Reproduce exactly the final portion of the data: every line from the one containing "Category: parked car" through the last line, inclusive.

(Items from a data source)
— begin —

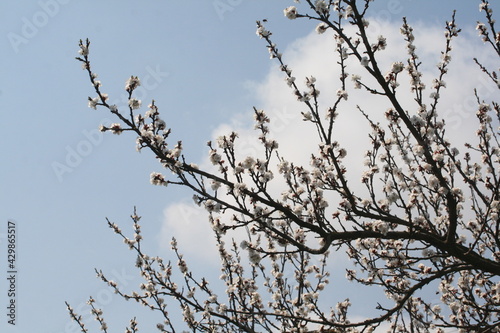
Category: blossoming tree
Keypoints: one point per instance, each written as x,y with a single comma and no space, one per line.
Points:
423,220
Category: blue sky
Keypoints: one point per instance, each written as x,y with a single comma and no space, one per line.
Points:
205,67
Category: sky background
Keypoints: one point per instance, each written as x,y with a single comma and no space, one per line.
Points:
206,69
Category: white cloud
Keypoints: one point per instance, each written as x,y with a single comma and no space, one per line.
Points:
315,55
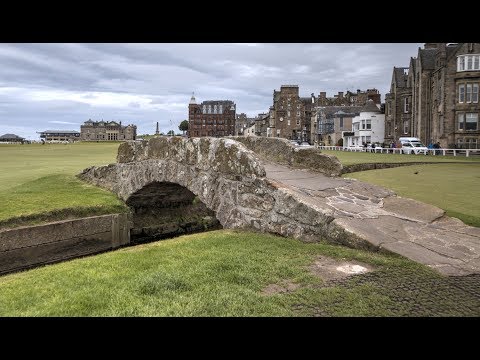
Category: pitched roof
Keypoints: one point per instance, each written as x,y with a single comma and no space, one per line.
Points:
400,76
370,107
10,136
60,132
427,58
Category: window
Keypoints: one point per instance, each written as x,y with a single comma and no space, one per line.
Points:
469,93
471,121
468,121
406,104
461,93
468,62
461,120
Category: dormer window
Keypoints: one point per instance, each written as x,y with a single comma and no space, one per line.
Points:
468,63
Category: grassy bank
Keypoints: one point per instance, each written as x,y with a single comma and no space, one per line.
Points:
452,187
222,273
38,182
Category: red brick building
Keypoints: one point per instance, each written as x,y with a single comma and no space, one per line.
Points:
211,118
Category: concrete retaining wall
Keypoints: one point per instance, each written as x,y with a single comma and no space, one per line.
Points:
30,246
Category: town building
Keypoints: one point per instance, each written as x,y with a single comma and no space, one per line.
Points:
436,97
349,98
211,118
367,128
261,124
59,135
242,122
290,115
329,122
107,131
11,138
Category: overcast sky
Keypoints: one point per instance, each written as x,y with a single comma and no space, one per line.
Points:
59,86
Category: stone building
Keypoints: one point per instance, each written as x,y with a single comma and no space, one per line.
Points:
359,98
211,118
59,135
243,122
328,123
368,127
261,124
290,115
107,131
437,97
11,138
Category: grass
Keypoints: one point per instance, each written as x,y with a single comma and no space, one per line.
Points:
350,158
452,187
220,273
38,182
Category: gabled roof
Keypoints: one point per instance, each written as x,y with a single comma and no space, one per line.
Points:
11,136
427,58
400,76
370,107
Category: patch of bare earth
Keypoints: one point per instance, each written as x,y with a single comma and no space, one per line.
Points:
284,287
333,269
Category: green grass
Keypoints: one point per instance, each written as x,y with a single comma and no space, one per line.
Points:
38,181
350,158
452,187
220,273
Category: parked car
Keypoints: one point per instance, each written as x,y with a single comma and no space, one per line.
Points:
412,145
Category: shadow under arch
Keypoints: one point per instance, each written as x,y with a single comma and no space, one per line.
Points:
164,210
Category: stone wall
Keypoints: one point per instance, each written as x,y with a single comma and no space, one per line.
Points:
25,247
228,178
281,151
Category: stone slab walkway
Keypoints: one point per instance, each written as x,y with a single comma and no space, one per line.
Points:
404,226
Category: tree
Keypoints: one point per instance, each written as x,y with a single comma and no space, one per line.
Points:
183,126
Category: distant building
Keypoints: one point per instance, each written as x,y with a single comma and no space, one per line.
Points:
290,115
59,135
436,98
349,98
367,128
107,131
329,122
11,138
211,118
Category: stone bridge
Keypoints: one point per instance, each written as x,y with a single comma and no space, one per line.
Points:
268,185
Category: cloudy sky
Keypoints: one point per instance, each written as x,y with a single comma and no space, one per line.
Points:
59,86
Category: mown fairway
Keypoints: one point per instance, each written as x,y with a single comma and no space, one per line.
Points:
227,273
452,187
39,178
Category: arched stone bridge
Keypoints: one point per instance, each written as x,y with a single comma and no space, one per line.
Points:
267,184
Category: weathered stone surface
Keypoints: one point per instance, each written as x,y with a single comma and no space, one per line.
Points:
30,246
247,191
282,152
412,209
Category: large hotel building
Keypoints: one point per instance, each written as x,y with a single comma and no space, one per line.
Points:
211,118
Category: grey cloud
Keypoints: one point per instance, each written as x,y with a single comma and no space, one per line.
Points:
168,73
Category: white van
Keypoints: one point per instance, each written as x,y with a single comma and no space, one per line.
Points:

— end —

**SOLUTION TO THIS EXERCISE**:
Category: parked car
Keypoints: one point per instance, each written as x,y with a single comma and no space, one per line.
Points:
412,145
Category: shadow under arch
Keypoints: one point per instance, each written as x,y with a single comma and no space, one per line.
Points:
164,210
Category: stone wall
Keypoints: one point per instance, each written as x,y with a single comma and no space, one per line.
Points:
25,247
228,178
281,151
Category: stone slab walkway
Keypoints: one point per instance, each written as x,y with a single comma and no space, one per line.
Points:
404,226
Category: tree
Keypoints: one point per instance, each written as x,y with a single comma and no space, one per line.
Points:
183,126
Category: distant building
Keypoints: one point per instance, each written as x,y with a single comma and no space, one per line.
Points:
290,115
59,135
436,98
349,98
367,128
107,131
329,122
11,138
211,118
Category: stone bridge
Keypoints: one point per instance, each written as x,y with a single comma and no space, one per line.
Points:
268,185
Category: cloudy sky
Keypoints: one point per instance, each written as x,y with a single comma and no space, one per line.
Points:
59,86
Category: mown fairway
Keypoints: one point per instance, each written as x,y with a single comma and no space, one per line.
Points:
227,273
452,187
39,178
Category: arched stone bridge
Keypoints: one point per instance, each written as x,y with a single comma and no space, one per line.
Points:
267,184
Category: weathered stone surface
Keypoints: one point per instance, each written as x,y with a single comma and no space, one per line.
Points:
30,246
247,191
282,152
412,209
Category: large hotel building
Keypoints: one point per instance, each written as x,y with a single comma and no space, one per line.
Points:
211,118
Category: grey cloud
Keypoints: one point per instance, each written as x,y with a single comma and no space, one per line.
Points:
168,73
Category: white van
Keypoints: one point per instance, each written as x,y with a single comma and no space, one per line.
Points:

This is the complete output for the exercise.